(Records excerpted from a collection)
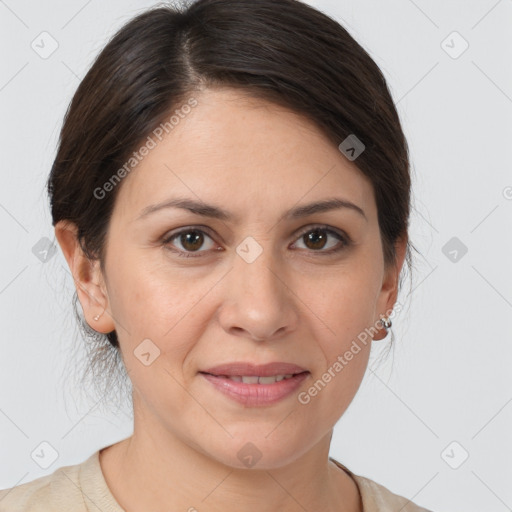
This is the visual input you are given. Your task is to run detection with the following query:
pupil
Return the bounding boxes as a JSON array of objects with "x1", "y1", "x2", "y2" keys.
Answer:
[
  {"x1": 181, "y1": 231, "x2": 202, "y2": 251},
  {"x1": 306, "y1": 229, "x2": 325, "y2": 249}
]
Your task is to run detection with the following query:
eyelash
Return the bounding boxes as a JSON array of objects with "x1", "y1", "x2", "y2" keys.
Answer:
[{"x1": 162, "y1": 224, "x2": 352, "y2": 258}]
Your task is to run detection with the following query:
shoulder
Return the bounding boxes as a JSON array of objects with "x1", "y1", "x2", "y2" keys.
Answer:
[
  {"x1": 331, "y1": 458, "x2": 432, "y2": 512},
  {"x1": 0, "y1": 456, "x2": 87, "y2": 512},
  {"x1": 354, "y1": 475, "x2": 432, "y2": 512}
]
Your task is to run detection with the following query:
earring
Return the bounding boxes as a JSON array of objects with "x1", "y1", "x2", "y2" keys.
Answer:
[
  {"x1": 380, "y1": 317, "x2": 392, "y2": 331},
  {"x1": 93, "y1": 310, "x2": 105, "y2": 322}
]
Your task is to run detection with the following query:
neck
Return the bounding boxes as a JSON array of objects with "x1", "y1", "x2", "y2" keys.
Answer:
[{"x1": 100, "y1": 406, "x2": 362, "y2": 512}]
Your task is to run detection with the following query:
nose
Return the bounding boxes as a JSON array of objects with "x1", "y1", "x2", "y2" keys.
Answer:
[{"x1": 218, "y1": 242, "x2": 300, "y2": 341}]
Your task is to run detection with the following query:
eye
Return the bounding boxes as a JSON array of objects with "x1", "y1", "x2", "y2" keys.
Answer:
[
  {"x1": 290, "y1": 226, "x2": 350, "y2": 254},
  {"x1": 162, "y1": 227, "x2": 218, "y2": 258}
]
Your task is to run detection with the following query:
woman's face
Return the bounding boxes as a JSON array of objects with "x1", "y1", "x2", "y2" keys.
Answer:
[{"x1": 70, "y1": 89, "x2": 402, "y2": 468}]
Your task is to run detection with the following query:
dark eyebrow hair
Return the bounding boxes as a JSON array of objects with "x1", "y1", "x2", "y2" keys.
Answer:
[{"x1": 137, "y1": 197, "x2": 368, "y2": 222}]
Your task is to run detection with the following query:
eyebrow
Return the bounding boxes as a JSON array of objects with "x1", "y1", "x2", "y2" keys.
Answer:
[{"x1": 137, "y1": 197, "x2": 368, "y2": 222}]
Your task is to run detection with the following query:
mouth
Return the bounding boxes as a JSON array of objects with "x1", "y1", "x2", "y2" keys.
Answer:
[{"x1": 199, "y1": 363, "x2": 310, "y2": 407}]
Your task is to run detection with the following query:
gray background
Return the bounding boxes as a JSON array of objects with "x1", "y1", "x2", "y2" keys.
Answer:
[{"x1": 0, "y1": 0, "x2": 512, "y2": 512}]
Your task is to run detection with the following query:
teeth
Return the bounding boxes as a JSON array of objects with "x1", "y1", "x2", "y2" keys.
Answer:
[
  {"x1": 242, "y1": 376, "x2": 258, "y2": 384},
  {"x1": 226, "y1": 373, "x2": 293, "y2": 384}
]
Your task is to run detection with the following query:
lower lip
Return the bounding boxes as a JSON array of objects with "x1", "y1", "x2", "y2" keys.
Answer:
[{"x1": 200, "y1": 372, "x2": 309, "y2": 407}]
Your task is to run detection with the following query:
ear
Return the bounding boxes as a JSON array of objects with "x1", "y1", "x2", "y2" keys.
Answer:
[
  {"x1": 373, "y1": 236, "x2": 407, "y2": 340},
  {"x1": 55, "y1": 220, "x2": 115, "y2": 333}
]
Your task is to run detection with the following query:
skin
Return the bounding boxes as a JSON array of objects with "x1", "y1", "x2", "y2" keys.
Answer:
[{"x1": 55, "y1": 88, "x2": 406, "y2": 512}]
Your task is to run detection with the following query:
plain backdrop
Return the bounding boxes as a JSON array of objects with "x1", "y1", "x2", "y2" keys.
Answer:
[{"x1": 0, "y1": 0, "x2": 512, "y2": 512}]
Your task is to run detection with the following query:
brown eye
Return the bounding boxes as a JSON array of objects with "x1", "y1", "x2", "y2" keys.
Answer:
[
  {"x1": 163, "y1": 228, "x2": 213, "y2": 258},
  {"x1": 292, "y1": 227, "x2": 348, "y2": 254}
]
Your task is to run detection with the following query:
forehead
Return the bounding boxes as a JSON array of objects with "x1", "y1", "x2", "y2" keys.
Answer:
[{"x1": 116, "y1": 89, "x2": 373, "y2": 223}]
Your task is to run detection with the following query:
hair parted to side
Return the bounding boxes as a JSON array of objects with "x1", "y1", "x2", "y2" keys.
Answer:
[{"x1": 47, "y1": 0, "x2": 415, "y2": 408}]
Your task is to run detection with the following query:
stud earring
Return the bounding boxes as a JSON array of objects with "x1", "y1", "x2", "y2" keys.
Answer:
[
  {"x1": 93, "y1": 310, "x2": 105, "y2": 322},
  {"x1": 380, "y1": 317, "x2": 392, "y2": 331}
]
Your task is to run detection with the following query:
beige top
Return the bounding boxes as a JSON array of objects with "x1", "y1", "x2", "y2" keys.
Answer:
[{"x1": 0, "y1": 450, "x2": 431, "y2": 512}]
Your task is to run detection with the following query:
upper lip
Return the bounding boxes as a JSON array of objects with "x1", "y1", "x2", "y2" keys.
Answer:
[{"x1": 200, "y1": 362, "x2": 308, "y2": 377}]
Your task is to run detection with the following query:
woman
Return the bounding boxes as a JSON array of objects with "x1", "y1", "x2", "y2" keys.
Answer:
[{"x1": 0, "y1": 0, "x2": 432, "y2": 512}]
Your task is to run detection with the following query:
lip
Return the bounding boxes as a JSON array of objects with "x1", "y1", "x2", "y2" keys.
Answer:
[
  {"x1": 199, "y1": 362, "x2": 310, "y2": 407},
  {"x1": 201, "y1": 361, "x2": 307, "y2": 377}
]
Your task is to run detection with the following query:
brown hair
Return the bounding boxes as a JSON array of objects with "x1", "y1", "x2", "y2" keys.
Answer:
[{"x1": 47, "y1": 0, "x2": 412, "y2": 400}]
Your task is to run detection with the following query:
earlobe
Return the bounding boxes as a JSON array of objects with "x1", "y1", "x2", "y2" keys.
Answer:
[
  {"x1": 55, "y1": 221, "x2": 115, "y2": 333},
  {"x1": 373, "y1": 237, "x2": 407, "y2": 341}
]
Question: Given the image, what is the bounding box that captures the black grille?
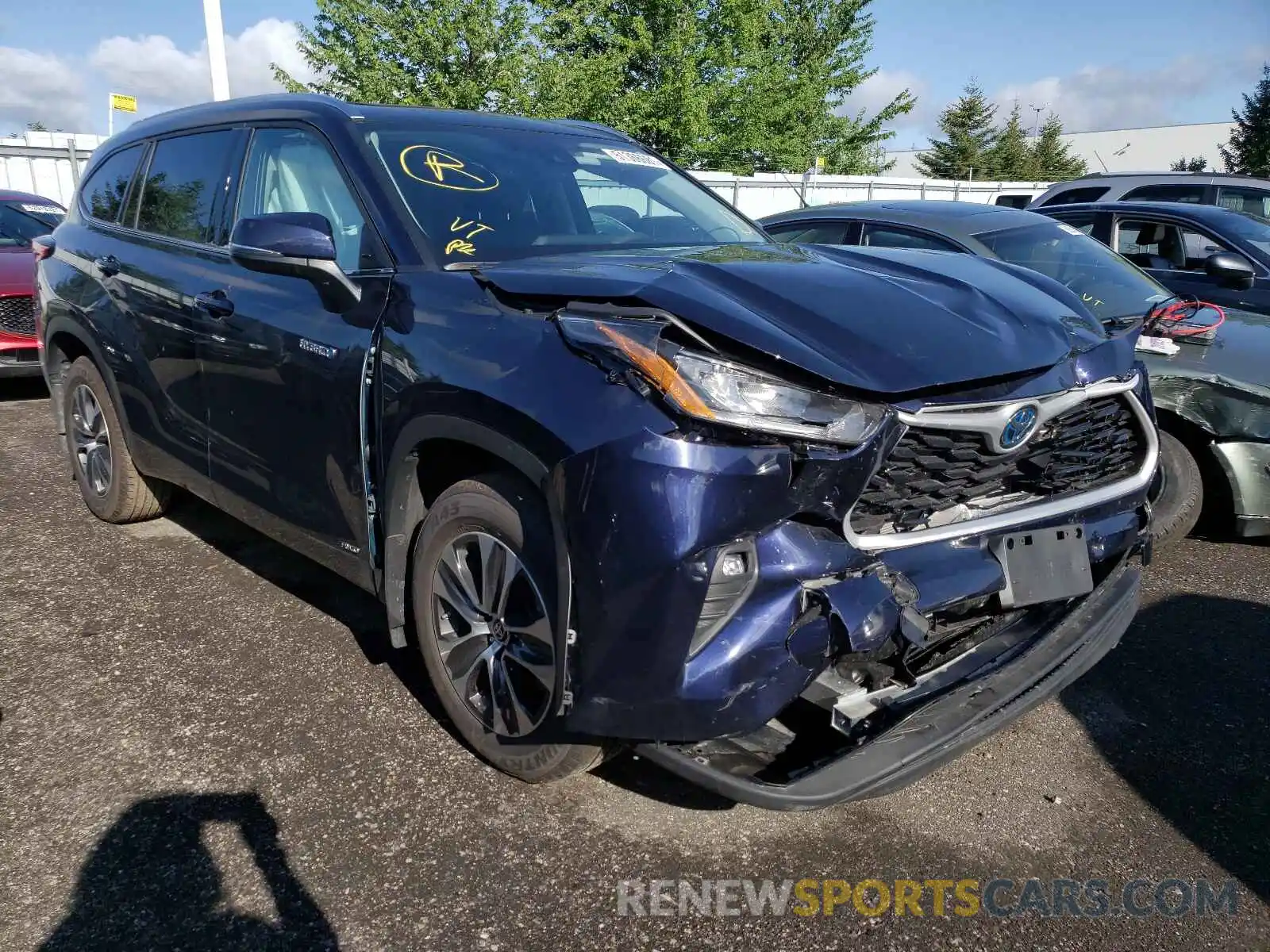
[0,294,36,336]
[851,396,1145,533]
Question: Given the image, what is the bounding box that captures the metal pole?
[203,0,230,99]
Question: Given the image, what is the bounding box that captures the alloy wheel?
[71,383,112,497]
[432,532,556,738]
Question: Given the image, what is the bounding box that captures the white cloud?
[0,47,87,133]
[89,19,313,106]
[992,47,1270,132]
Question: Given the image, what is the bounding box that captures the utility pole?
[203,0,230,99]
[1027,103,1049,138]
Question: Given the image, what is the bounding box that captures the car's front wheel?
[1151,430,1204,547]
[62,357,171,523]
[411,474,603,782]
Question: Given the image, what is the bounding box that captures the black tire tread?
[411,472,614,783]
[1151,430,1204,547]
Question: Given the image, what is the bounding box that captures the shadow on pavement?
[0,377,48,404]
[167,493,462,743]
[40,793,339,952]
[1062,595,1270,900]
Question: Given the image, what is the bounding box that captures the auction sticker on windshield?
[605,148,667,169]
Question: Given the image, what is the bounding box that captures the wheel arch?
[381,415,573,665]
[43,315,129,440]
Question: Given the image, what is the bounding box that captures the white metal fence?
[0,132,106,205]
[692,171,1050,218]
[0,132,1049,218]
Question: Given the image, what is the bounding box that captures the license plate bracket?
[989,525,1094,608]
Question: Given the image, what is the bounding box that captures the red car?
[0,190,66,377]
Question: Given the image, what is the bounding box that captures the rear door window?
[1120,184,1204,205]
[860,222,961,251]
[80,144,144,224]
[137,129,235,241]
[767,221,847,245]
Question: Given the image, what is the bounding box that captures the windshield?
[974,221,1171,320]
[367,125,767,265]
[0,202,66,248]
[1222,212,1270,255]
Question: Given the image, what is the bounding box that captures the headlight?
[556,311,887,444]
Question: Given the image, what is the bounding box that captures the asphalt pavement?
[0,382,1270,952]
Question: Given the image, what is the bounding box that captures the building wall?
[887,122,1234,176]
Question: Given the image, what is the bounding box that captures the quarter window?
[137,129,233,241]
[81,146,144,222]
[1217,186,1270,218]
[767,222,846,245]
[860,225,960,251]
[237,129,375,271]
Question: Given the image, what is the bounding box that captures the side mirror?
[1204,251,1257,290]
[230,212,362,313]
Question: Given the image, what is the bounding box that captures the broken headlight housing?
[556,309,887,446]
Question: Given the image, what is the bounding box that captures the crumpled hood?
[479,245,1107,393]
[0,248,36,294]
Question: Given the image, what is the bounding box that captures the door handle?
[194,290,233,321]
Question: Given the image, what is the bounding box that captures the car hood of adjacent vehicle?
[0,248,36,294]
[479,245,1107,393]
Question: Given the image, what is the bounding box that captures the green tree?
[705,0,916,174]
[273,0,535,112]
[983,102,1035,182]
[1033,113,1087,182]
[1168,155,1208,171]
[531,0,713,163]
[1221,63,1270,178]
[916,79,997,179]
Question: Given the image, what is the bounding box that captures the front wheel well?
[44,332,100,434]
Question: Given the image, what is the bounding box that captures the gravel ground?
[0,382,1270,952]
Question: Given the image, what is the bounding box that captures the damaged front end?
[541,305,1158,808]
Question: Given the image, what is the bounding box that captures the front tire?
[62,357,171,523]
[411,474,603,783]
[1151,430,1204,548]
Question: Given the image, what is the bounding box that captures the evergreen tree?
[984,100,1033,182]
[273,0,533,112]
[1221,63,1270,178]
[916,79,997,179]
[1033,113,1087,182]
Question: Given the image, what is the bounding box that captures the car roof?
[1040,202,1243,225]
[0,188,62,208]
[110,93,633,146]
[760,198,1046,237]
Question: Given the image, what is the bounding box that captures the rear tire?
[411,474,605,783]
[1151,430,1204,548]
[62,357,171,523]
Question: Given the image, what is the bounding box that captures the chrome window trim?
[842,374,1160,552]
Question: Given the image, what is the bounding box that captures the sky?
[0,0,1270,148]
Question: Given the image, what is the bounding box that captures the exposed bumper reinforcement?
[637,562,1141,810]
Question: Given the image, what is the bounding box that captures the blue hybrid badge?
[1001,406,1037,449]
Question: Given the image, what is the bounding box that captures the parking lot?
[0,383,1270,950]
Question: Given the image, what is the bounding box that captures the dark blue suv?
[38,97,1158,808]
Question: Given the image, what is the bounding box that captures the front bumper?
[637,562,1139,810]
[0,332,42,378]
[552,430,1147,743]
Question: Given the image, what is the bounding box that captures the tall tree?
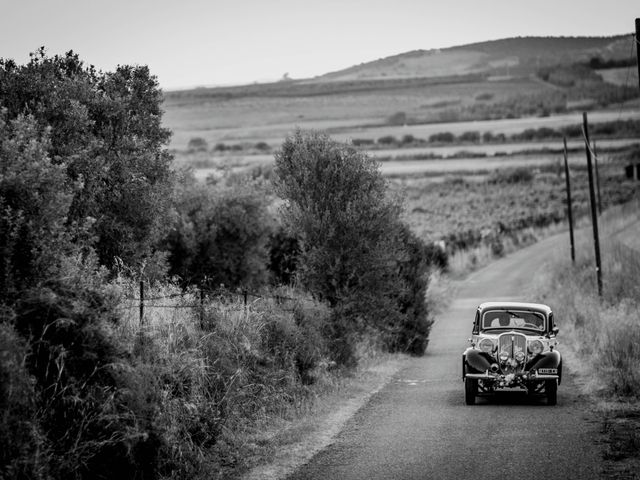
[276,131,428,362]
[0,48,172,266]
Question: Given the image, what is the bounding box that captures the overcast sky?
[0,0,640,90]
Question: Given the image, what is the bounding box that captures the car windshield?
[482,310,544,331]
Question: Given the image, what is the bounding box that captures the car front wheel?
[464,378,478,405]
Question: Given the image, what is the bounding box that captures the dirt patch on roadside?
[241,355,412,480]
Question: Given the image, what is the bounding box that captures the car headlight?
[478,338,493,353]
[529,340,544,355]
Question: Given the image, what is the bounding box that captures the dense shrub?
[429,132,456,143]
[187,137,209,152]
[165,178,272,287]
[0,49,172,266]
[378,135,398,145]
[488,167,534,184]
[0,111,75,304]
[276,131,428,364]
[458,131,480,143]
[400,134,416,145]
[0,260,162,479]
[351,138,375,147]
[268,227,300,285]
[387,112,407,125]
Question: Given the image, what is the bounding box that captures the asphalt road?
[288,235,600,480]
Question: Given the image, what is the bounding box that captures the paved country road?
[288,235,600,480]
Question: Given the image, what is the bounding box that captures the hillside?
[313,35,632,82]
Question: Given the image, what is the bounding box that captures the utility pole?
[593,140,602,215]
[582,112,602,297]
[636,18,640,92]
[562,137,576,263]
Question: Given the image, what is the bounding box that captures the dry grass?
[537,200,640,479]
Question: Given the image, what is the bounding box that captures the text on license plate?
[538,368,558,375]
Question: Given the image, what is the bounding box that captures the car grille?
[498,333,527,371]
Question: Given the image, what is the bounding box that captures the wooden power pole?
[636,18,640,92]
[593,140,602,215]
[562,137,576,263]
[582,112,602,297]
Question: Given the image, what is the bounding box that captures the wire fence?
[120,280,304,327]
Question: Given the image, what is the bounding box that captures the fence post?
[582,112,602,297]
[140,280,144,326]
[199,285,204,329]
[593,140,602,215]
[563,137,576,263]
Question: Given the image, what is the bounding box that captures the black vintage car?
[462,302,562,405]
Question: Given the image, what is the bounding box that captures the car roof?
[478,302,551,315]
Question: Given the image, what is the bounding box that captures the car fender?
[528,350,562,375]
[463,348,491,373]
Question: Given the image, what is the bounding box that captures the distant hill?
[311,34,633,83]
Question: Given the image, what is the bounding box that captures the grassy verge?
[537,200,640,479]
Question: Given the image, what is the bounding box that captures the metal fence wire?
[122,280,308,326]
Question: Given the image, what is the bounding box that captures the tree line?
[0,48,433,478]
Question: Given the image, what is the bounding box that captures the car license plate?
[538,368,558,375]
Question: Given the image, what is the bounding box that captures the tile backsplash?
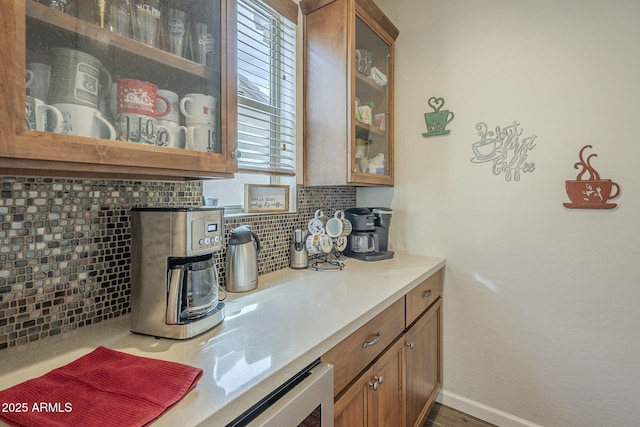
[0,176,356,351]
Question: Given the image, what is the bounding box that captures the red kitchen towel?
[0,347,202,427]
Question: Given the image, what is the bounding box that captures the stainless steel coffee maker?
[344,208,394,261]
[131,207,224,339]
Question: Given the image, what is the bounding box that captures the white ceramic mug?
[305,234,333,255]
[307,209,327,236]
[185,124,220,153]
[25,96,64,132]
[156,89,180,123]
[116,113,168,145]
[180,93,216,126]
[325,211,352,237]
[27,62,51,102]
[53,103,116,139]
[156,120,187,148]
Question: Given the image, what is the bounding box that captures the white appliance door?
[248,363,333,427]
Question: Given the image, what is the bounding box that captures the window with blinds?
[237,0,297,175]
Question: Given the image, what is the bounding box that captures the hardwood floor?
[422,402,496,427]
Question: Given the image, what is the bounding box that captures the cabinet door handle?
[362,331,381,348]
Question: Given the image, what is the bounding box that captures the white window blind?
[237,0,296,175]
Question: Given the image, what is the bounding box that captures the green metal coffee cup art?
[422,96,454,136]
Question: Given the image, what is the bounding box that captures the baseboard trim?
[436,390,542,427]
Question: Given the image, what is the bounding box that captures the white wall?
[358,0,640,426]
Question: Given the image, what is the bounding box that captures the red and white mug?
[116,78,171,118]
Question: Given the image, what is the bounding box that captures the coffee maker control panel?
[191,210,224,253]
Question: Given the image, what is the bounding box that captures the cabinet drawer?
[322,298,404,396]
[405,269,442,327]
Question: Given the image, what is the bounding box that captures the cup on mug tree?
[307,209,327,236]
[53,103,116,139]
[180,93,216,126]
[156,89,180,123]
[156,119,187,148]
[25,96,64,132]
[305,234,333,255]
[116,113,165,145]
[325,210,352,241]
[185,123,220,153]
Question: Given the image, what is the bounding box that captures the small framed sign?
[244,184,289,213]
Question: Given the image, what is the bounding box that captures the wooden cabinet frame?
[0,0,237,180]
[300,0,399,186]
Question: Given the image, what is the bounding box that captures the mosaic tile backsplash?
[0,176,356,351]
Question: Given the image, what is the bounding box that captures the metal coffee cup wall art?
[563,145,620,209]
[422,96,454,137]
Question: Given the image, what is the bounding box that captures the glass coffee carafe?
[167,254,224,324]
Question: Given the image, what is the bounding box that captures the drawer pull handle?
[369,375,384,390]
[362,331,381,348]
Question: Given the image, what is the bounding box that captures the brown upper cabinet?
[0,0,237,179]
[300,0,398,186]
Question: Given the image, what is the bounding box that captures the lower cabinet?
[322,271,442,427]
[405,299,442,427]
[334,340,405,427]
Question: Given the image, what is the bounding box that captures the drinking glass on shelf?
[133,0,164,47]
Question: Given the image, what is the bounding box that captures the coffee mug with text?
[180,93,216,125]
[25,96,64,132]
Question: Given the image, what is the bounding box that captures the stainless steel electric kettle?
[226,225,260,292]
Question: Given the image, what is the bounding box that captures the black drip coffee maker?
[344,208,393,261]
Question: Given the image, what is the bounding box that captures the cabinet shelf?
[0,0,237,180]
[355,120,386,135]
[26,0,216,80]
[356,71,387,95]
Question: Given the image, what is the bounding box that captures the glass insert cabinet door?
[351,15,393,179]
[25,0,225,153]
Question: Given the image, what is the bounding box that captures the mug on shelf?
[48,47,111,109]
[53,103,116,139]
[156,119,187,148]
[185,123,220,153]
[156,89,180,123]
[116,113,166,145]
[180,93,216,125]
[163,8,189,58]
[27,62,51,102]
[25,95,64,132]
[116,78,170,118]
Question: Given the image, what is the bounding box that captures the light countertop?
[0,254,445,426]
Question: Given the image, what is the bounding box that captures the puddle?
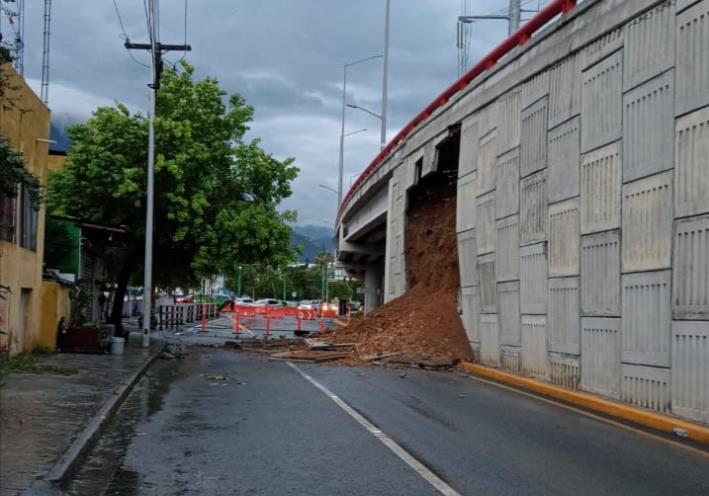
[62,360,180,496]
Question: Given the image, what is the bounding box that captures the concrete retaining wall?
[449,0,709,422]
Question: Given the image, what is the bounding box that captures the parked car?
[298,300,320,310]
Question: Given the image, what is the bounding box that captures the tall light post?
[347,103,383,121]
[381,0,391,150]
[337,55,383,208]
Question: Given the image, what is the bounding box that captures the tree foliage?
[0,137,42,208]
[48,63,298,330]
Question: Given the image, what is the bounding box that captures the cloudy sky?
[19,0,524,225]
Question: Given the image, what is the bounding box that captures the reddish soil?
[334,182,473,363]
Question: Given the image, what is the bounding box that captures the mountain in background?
[49,120,71,152]
[290,225,334,263]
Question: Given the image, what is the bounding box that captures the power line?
[113,0,128,39]
[113,0,150,69]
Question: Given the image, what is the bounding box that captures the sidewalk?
[0,340,160,496]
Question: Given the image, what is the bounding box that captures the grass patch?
[0,353,79,379]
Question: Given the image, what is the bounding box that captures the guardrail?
[155,303,219,329]
[337,0,576,223]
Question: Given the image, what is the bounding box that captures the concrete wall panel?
[620,364,671,413]
[460,286,480,342]
[478,253,497,313]
[520,98,548,177]
[581,51,623,152]
[480,314,500,367]
[521,71,549,109]
[622,270,672,367]
[495,87,522,156]
[581,317,621,398]
[547,277,581,355]
[495,147,519,219]
[497,281,521,346]
[675,0,709,115]
[476,191,495,255]
[623,171,672,272]
[522,315,548,379]
[458,114,480,177]
[675,106,709,217]
[455,172,477,232]
[548,117,581,202]
[549,353,581,389]
[623,71,674,182]
[672,213,709,319]
[500,346,522,374]
[549,54,581,130]
[581,231,620,316]
[458,229,478,287]
[495,215,519,282]
[581,142,623,234]
[623,1,675,90]
[519,243,547,314]
[672,321,709,423]
[549,198,580,277]
[477,129,497,195]
[519,170,547,244]
[580,27,623,70]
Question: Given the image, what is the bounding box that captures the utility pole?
[40,0,52,105]
[380,0,391,150]
[125,0,192,348]
[236,265,242,298]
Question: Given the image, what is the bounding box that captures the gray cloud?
[20,0,507,224]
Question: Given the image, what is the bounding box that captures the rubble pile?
[330,186,473,366]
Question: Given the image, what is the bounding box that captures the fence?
[156,303,219,329]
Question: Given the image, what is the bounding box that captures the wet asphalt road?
[69,349,709,496]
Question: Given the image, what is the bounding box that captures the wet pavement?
[0,347,156,496]
[63,348,709,496]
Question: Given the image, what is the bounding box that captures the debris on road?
[303,338,356,350]
[269,350,350,363]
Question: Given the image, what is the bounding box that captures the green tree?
[48,63,298,334]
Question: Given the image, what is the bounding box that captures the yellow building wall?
[0,65,50,356]
[35,281,71,351]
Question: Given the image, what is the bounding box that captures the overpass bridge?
[336,0,709,422]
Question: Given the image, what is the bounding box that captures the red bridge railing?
[337,0,576,222]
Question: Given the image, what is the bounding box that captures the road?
[68,348,709,496]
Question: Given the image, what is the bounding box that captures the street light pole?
[142,0,154,348]
[124,0,192,348]
[381,0,391,150]
[337,55,382,209]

_Request_
Repeat everything in the records from the line containing "captures the road?" down to the end of the records, including both ends.

_Output of the exercise_
Question: Given the image, what is the bounding box that captures the road?
[68,348,709,496]
Question: Given the image, what is the bounding box that captures the street light pole?
[142,0,154,348]
[124,0,192,348]
[381,0,391,150]
[337,55,382,209]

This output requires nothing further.